* SOURCE RECORDS *
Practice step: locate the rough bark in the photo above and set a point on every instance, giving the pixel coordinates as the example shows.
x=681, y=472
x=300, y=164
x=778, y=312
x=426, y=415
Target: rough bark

* WORK INSTRUCTIONS *
Please express the records above as a JSON list of strings, one string per line, leaving out blank lines.

* TASK RESULT *
[
  "Practice step: locate the rough bark in the photo above and set a point on every instance, giving the pixel coordinates as the example shows.",
  "x=681, y=472",
  "x=300, y=164",
  "x=778, y=312",
  "x=426, y=415",
  "Target: rough bark"
]